◆ **Items**
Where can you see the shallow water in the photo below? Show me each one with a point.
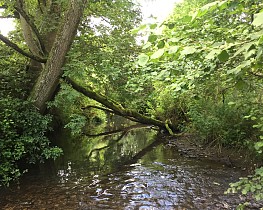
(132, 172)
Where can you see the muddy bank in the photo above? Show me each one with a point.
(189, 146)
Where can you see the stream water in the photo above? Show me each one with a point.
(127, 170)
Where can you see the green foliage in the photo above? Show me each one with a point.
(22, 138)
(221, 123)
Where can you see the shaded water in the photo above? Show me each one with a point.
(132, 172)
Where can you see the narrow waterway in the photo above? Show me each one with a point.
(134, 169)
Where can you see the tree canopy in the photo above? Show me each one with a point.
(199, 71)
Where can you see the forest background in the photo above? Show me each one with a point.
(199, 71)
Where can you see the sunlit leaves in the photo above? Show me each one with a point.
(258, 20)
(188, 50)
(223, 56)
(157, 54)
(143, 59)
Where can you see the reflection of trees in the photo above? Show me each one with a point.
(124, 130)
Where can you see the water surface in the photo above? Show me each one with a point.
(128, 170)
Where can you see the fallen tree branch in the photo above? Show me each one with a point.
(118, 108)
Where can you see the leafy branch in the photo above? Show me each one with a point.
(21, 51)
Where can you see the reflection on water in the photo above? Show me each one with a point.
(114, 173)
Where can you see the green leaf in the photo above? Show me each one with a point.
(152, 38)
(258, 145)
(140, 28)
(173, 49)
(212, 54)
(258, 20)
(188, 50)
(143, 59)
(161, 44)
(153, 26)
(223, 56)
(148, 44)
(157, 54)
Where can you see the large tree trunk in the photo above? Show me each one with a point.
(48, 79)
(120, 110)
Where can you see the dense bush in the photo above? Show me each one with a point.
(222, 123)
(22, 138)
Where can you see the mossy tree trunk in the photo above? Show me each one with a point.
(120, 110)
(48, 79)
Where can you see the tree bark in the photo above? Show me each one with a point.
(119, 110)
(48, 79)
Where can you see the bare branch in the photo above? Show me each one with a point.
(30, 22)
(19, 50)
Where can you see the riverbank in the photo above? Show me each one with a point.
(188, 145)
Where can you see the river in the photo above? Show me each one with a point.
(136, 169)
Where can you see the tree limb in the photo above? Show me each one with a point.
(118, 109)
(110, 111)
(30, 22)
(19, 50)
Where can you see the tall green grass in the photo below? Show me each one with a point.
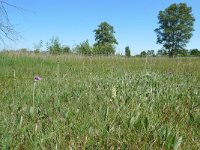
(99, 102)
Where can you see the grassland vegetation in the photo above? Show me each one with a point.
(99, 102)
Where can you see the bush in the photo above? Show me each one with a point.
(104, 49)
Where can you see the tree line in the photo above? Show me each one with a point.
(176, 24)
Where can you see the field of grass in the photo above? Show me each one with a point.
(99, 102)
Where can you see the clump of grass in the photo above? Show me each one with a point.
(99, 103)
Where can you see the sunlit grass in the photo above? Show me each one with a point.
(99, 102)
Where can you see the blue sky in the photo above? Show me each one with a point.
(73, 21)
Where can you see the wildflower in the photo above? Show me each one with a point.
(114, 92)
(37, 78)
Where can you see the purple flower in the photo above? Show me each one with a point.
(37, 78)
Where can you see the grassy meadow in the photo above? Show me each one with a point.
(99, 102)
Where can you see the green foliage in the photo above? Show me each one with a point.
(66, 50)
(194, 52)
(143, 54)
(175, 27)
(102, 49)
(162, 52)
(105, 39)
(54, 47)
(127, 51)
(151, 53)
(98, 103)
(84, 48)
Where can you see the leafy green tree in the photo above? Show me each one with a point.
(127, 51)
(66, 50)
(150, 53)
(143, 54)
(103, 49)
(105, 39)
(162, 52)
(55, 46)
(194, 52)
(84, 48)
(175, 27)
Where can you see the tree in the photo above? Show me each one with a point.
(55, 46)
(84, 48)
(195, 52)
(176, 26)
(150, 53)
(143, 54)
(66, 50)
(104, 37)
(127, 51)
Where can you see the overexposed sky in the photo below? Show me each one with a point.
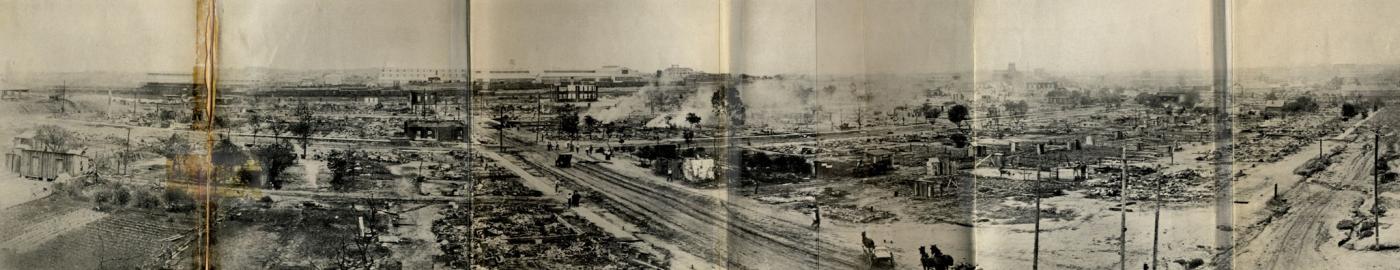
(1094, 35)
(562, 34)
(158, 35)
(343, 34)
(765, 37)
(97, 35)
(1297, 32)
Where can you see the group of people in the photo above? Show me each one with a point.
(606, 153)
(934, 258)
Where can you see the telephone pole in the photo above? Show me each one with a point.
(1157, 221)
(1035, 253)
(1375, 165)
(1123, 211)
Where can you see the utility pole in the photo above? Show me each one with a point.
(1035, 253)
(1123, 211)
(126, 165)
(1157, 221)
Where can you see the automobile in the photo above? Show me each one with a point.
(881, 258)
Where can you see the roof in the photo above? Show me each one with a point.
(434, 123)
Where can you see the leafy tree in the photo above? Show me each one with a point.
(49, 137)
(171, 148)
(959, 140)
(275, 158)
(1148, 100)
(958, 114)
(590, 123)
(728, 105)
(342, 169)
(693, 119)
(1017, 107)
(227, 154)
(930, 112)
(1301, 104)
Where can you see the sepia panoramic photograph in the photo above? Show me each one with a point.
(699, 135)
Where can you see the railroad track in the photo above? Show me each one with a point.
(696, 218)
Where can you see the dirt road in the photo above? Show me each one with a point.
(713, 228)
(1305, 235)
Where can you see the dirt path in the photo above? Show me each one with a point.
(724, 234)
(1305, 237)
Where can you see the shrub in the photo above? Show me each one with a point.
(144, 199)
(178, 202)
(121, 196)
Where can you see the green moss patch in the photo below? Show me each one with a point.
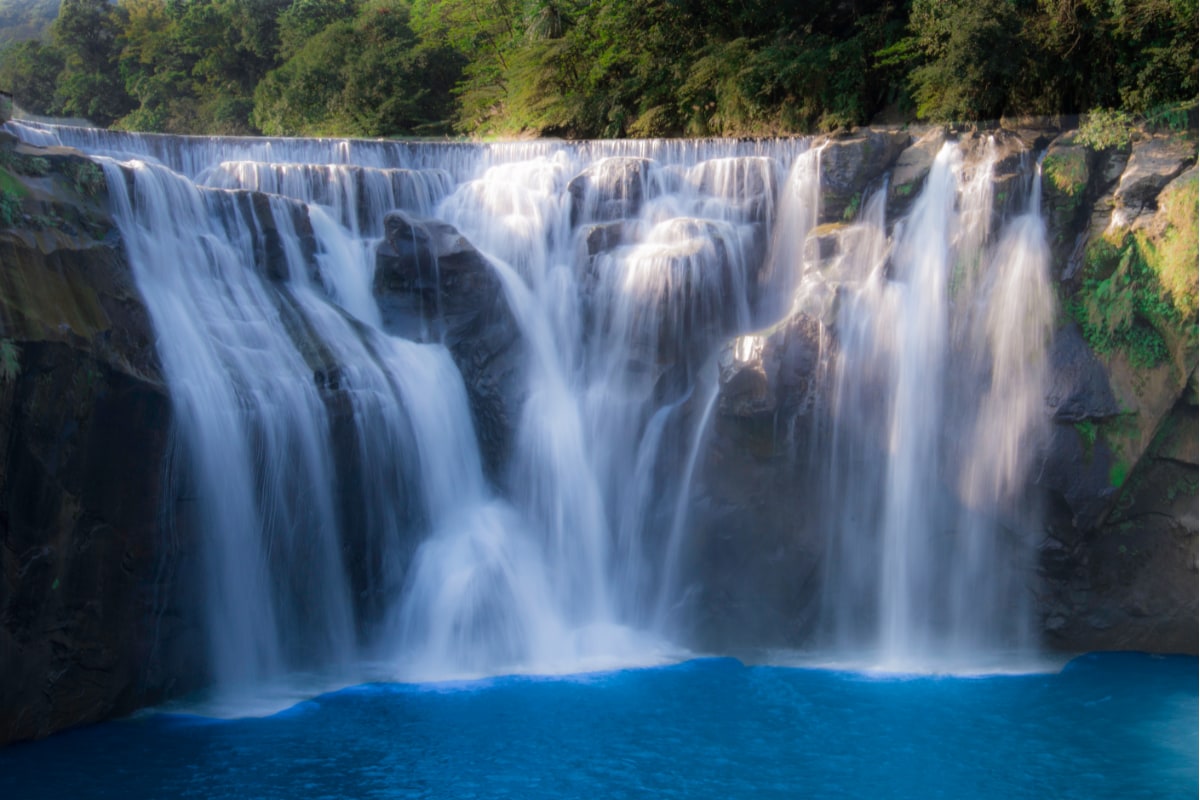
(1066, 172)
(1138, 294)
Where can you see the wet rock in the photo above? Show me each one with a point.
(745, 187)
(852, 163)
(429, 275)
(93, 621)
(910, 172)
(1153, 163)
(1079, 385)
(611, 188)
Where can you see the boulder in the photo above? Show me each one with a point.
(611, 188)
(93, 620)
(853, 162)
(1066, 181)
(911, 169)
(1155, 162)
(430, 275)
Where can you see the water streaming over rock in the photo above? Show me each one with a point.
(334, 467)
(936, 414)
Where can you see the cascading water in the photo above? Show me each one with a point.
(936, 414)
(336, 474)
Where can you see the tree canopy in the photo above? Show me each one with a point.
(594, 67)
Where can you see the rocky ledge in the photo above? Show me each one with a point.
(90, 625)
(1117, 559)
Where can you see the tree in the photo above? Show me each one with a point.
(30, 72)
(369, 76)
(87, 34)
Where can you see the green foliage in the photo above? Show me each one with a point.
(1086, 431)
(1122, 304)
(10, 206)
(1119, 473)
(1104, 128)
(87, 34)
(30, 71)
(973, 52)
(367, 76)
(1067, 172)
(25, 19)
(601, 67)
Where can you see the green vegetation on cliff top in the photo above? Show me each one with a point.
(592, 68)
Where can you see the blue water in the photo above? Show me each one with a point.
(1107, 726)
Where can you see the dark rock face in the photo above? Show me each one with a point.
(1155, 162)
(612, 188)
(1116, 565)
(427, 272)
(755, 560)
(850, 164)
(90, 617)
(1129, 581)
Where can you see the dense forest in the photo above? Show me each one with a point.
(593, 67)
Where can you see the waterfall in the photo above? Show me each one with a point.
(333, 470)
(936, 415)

---

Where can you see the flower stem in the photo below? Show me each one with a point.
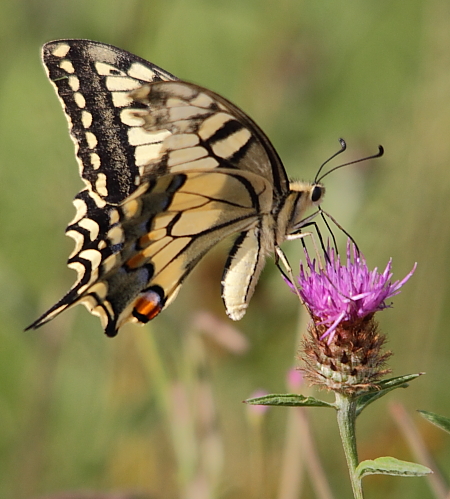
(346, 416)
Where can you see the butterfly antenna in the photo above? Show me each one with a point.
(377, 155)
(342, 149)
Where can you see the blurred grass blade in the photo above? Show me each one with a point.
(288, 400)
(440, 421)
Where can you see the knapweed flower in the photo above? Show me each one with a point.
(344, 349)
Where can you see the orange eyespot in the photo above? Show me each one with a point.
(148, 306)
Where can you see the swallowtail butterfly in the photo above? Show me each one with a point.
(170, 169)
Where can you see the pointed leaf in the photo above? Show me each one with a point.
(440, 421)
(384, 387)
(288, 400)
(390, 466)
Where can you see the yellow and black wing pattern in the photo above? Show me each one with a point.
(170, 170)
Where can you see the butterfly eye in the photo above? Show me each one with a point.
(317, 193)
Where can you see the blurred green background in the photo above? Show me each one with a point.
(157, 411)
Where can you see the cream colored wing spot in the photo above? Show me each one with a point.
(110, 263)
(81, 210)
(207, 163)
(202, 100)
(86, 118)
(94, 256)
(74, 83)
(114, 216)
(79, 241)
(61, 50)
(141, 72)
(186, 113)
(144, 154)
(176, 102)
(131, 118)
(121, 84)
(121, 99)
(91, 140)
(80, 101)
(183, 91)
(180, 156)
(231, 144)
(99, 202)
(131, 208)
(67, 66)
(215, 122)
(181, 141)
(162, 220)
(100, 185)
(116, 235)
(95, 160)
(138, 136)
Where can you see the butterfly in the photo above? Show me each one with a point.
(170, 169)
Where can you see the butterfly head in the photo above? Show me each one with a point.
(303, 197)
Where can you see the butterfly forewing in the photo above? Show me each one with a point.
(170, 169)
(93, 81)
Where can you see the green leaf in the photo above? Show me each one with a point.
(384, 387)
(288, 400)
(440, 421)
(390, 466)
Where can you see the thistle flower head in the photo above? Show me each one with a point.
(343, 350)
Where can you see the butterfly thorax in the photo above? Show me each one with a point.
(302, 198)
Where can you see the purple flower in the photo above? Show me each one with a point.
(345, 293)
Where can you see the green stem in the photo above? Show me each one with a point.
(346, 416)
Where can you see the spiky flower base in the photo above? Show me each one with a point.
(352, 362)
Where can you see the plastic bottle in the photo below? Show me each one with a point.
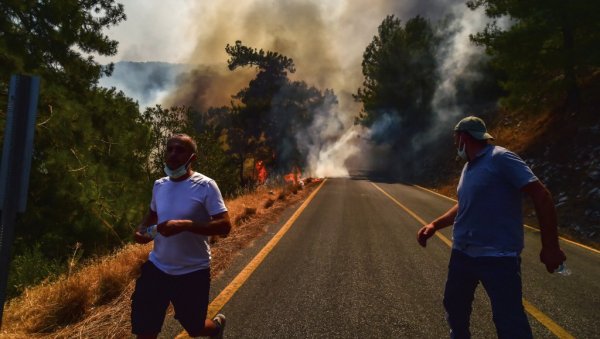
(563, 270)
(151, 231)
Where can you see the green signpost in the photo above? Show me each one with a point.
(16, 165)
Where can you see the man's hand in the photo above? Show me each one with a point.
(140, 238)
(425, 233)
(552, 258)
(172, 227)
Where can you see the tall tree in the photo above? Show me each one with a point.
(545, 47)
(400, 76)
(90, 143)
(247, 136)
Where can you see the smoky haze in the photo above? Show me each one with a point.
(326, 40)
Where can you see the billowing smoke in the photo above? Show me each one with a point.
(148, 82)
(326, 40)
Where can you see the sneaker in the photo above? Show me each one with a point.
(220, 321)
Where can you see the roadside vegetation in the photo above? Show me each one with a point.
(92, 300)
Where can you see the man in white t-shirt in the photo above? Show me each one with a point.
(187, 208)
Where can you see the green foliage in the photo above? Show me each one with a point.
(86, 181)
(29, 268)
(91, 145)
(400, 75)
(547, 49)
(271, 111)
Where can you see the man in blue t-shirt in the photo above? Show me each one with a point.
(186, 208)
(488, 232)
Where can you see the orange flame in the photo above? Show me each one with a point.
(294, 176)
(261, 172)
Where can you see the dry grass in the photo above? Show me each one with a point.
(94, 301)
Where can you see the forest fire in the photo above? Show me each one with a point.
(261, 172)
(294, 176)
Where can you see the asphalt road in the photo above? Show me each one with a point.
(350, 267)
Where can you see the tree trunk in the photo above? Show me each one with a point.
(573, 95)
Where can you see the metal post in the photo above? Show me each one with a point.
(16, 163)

---

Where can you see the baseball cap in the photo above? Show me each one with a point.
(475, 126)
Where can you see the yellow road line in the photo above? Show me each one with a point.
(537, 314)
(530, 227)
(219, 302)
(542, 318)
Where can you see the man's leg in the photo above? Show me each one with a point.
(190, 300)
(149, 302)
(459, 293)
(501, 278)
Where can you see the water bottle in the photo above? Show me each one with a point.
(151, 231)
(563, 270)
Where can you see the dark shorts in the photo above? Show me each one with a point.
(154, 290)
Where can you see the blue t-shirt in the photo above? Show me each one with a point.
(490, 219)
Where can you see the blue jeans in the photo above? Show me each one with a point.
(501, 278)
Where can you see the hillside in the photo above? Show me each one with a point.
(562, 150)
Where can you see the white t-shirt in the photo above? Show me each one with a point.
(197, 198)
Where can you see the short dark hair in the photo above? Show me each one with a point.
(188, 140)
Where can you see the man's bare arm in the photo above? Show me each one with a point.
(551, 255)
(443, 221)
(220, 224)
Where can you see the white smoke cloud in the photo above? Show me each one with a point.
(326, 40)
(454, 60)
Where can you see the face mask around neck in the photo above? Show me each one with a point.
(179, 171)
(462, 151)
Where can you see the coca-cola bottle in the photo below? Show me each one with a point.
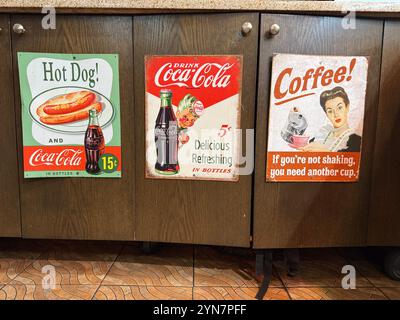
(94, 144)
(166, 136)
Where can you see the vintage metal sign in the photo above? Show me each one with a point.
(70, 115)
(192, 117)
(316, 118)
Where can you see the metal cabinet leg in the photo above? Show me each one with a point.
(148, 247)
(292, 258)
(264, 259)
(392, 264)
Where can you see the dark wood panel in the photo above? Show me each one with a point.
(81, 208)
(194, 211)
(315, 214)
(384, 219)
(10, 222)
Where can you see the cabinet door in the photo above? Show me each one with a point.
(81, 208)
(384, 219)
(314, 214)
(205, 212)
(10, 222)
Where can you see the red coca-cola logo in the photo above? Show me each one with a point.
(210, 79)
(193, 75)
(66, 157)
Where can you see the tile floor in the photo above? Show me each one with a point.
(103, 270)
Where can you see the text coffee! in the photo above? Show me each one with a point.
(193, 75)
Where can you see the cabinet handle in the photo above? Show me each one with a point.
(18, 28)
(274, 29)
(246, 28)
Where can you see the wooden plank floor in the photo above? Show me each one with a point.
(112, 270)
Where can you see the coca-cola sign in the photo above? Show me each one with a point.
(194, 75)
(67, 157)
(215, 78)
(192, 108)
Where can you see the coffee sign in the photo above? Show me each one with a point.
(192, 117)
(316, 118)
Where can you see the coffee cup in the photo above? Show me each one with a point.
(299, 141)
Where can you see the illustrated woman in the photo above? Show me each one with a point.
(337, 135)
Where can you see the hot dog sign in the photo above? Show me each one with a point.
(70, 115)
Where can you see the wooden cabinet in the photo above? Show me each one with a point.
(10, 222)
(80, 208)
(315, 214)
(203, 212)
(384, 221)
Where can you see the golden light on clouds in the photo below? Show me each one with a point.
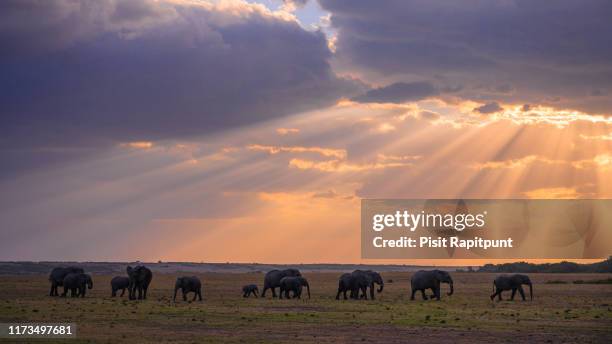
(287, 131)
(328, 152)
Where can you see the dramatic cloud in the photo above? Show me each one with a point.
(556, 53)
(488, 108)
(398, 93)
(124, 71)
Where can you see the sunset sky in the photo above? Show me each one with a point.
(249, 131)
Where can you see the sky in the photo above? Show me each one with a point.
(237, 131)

◆ **Stated problem**
From the data above, pull out every line that contains the word "smoke" and copy each one in full.

◆ **Answer to the exercise**
Where can you see the billowing smoke in the photo above? Show me each one with a point.
Where can you see the white smoke cloud in the photo above? Show me each one with a point.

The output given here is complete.